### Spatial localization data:

******************************

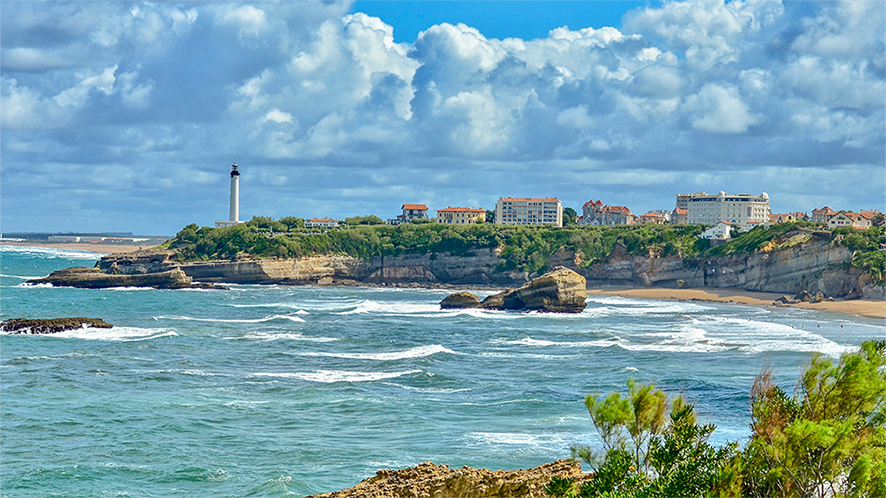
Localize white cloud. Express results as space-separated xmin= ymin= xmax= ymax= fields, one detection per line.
xmin=218 ymin=5 xmax=272 ymax=38
xmin=556 ymin=106 xmax=594 ymax=129
xmin=684 ymin=84 xmax=759 ymax=133
xmin=264 ymin=109 xmax=293 ymax=124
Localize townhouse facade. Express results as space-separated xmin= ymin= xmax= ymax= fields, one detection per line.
xmin=437 ymin=207 xmax=486 ymax=225
xmin=389 ymin=204 xmax=429 ymax=224
xmin=495 ymin=198 xmax=562 ymax=226
xmin=580 ymin=200 xmax=635 ymax=226
xmin=827 ymin=212 xmax=872 ymax=230
xmin=305 ymin=218 xmax=339 ymax=228
xmin=811 ymin=206 xmax=837 ymax=224
xmin=681 ymin=191 xmax=770 ymax=227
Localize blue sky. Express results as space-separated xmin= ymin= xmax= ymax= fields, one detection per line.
xmin=1 ymin=0 xmax=884 ymax=235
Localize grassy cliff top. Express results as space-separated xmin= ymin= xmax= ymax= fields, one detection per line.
xmin=164 ymin=218 xmax=884 ymax=280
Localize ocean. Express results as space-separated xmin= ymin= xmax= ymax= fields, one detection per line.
xmin=2 ymin=245 xmax=883 ymax=497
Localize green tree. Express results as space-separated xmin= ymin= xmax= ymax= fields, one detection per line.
xmin=555 ymin=380 xmax=740 ymax=498
xmin=344 ymin=214 xmax=384 ymax=226
xmin=563 ymin=207 xmax=578 ymax=226
xmin=744 ymin=341 xmax=886 ymax=498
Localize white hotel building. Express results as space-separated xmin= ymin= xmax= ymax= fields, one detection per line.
xmin=682 ymin=191 xmax=771 ymax=227
xmin=495 ymin=198 xmax=562 ymax=226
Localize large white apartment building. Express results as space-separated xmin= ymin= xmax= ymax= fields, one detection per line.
xmin=495 ymin=198 xmax=562 ymax=226
xmin=681 ymin=191 xmax=771 ymax=227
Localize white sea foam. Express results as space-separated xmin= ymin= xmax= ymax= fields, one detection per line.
xmin=335 ymin=299 xmax=442 ymax=316
xmin=231 ymin=332 xmax=338 ymax=342
xmin=689 ymin=316 xmax=853 ymax=357
xmin=0 ymin=273 xmax=42 ymax=280
xmin=254 ymin=369 xmax=422 ymax=383
xmin=467 ymin=432 xmax=567 ymax=448
xmin=499 ymin=337 xmax=621 ymax=348
xmin=0 ymin=245 xmax=103 ymax=259
xmin=50 ymin=326 xmax=178 ymax=341
xmin=294 ymin=344 xmax=457 ymax=361
xmin=226 ymin=303 xmax=310 ymax=314
xmin=16 ymin=282 xmax=53 ymax=288
xmin=154 ymin=314 xmax=305 ymax=323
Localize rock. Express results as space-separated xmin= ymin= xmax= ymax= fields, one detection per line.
xmin=796 ymin=290 xmax=813 ymax=302
xmin=827 ymin=296 xmax=834 ymax=301
xmin=501 ymin=267 xmax=587 ymax=313
xmin=28 ymin=267 xmax=194 ymax=289
xmin=1 ymin=317 xmax=112 ymax=334
xmin=810 ymin=292 xmax=824 ymax=304
xmin=774 ymin=295 xmax=793 ymax=304
xmin=439 ymin=268 xmax=587 ymax=313
xmin=480 ymin=290 xmax=510 ymax=309
xmin=306 ymin=459 xmax=585 ymax=498
xmin=439 ymin=291 xmax=482 ymax=309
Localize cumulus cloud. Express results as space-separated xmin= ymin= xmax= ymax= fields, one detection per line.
xmin=0 ymin=0 xmax=883 ymax=234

******************************

### PROBLEM DETAILS:
What you return should match the records line for line, minus the pictures.

### SOLUTION TO THIS EXERCISE:
Localize white cloud. Express results as space-separated xmin= ymin= xmax= ymax= fields, one detection per line.
xmin=218 ymin=5 xmax=272 ymax=38
xmin=556 ymin=106 xmax=594 ymax=129
xmin=684 ymin=84 xmax=759 ymax=133
xmin=264 ymin=109 xmax=293 ymax=124
Localize townhouse facade. Express results as space-separated xmin= ymin= xmax= ymax= fields, one detection per line.
xmin=437 ymin=207 xmax=486 ymax=225
xmin=389 ymin=204 xmax=429 ymax=224
xmin=495 ymin=198 xmax=562 ymax=226
xmin=580 ymin=200 xmax=635 ymax=226
xmin=827 ymin=212 xmax=872 ymax=230
xmin=305 ymin=218 xmax=339 ymax=228
xmin=811 ymin=206 xmax=837 ymax=224
xmin=681 ymin=191 xmax=770 ymax=227
Localize blue sky. Express results as space-separated xmin= ymin= xmax= ymax= fields, one detection per line.
xmin=1 ymin=0 xmax=884 ymax=235
Localize grassy cliff top. Express results as space-separated xmin= ymin= xmax= ymax= fields, one detection per line.
xmin=164 ymin=218 xmax=884 ymax=280
Localize ocean. Express results as space-separated xmin= ymin= xmax= ymax= fields, one detection per line.
xmin=2 ymin=245 xmax=883 ymax=497
Localize green tree. Express results as space-separated xmin= ymin= xmax= ymax= fields, one detection per line.
xmin=555 ymin=380 xmax=740 ymax=498
xmin=344 ymin=214 xmax=384 ymax=226
xmin=563 ymin=207 xmax=578 ymax=226
xmin=744 ymin=341 xmax=886 ymax=498
Localize white hotel building. Express results as space-separated xmin= ymin= xmax= ymax= fields, one detection per line.
xmin=682 ymin=191 xmax=771 ymax=227
xmin=495 ymin=198 xmax=562 ymax=226
Localize large white apartment building. Express results as space-separated xmin= ymin= xmax= ymax= fields, one detection per line.
xmin=495 ymin=198 xmax=562 ymax=226
xmin=681 ymin=191 xmax=771 ymax=227
Localize white sea foam. Express results as space-separated xmin= ymin= xmax= ymax= fields, one detection per line.
xmin=335 ymin=299 xmax=442 ymax=316
xmin=231 ymin=332 xmax=338 ymax=342
xmin=689 ymin=316 xmax=853 ymax=357
xmin=0 ymin=273 xmax=42 ymax=280
xmin=254 ymin=369 xmax=422 ymax=383
xmin=467 ymin=432 xmax=567 ymax=448
xmin=499 ymin=337 xmax=621 ymax=348
xmin=0 ymin=245 xmax=103 ymax=259
xmin=50 ymin=326 xmax=178 ymax=341
xmin=294 ymin=344 xmax=457 ymax=361
xmin=226 ymin=303 xmax=310 ymax=314
xmin=16 ymin=282 xmax=53 ymax=288
xmin=154 ymin=314 xmax=305 ymax=323
Localize rock. Express results as space-separated xmin= ymin= xmax= ymax= fields, one detection per line.
xmin=796 ymin=290 xmax=813 ymax=302
xmin=827 ymin=296 xmax=834 ymax=301
xmin=501 ymin=267 xmax=587 ymax=313
xmin=28 ymin=267 xmax=194 ymax=289
xmin=1 ymin=317 xmax=112 ymax=334
xmin=810 ymin=292 xmax=824 ymax=304
xmin=774 ymin=295 xmax=793 ymax=304
xmin=439 ymin=268 xmax=587 ymax=313
xmin=480 ymin=290 xmax=510 ymax=309
xmin=306 ymin=459 xmax=585 ymax=498
xmin=439 ymin=291 xmax=482 ymax=309
Localize cumulus cloud. Express results as space-separated xmin= ymin= xmax= ymax= fields, one detection per line.
xmin=0 ymin=0 xmax=883 ymax=234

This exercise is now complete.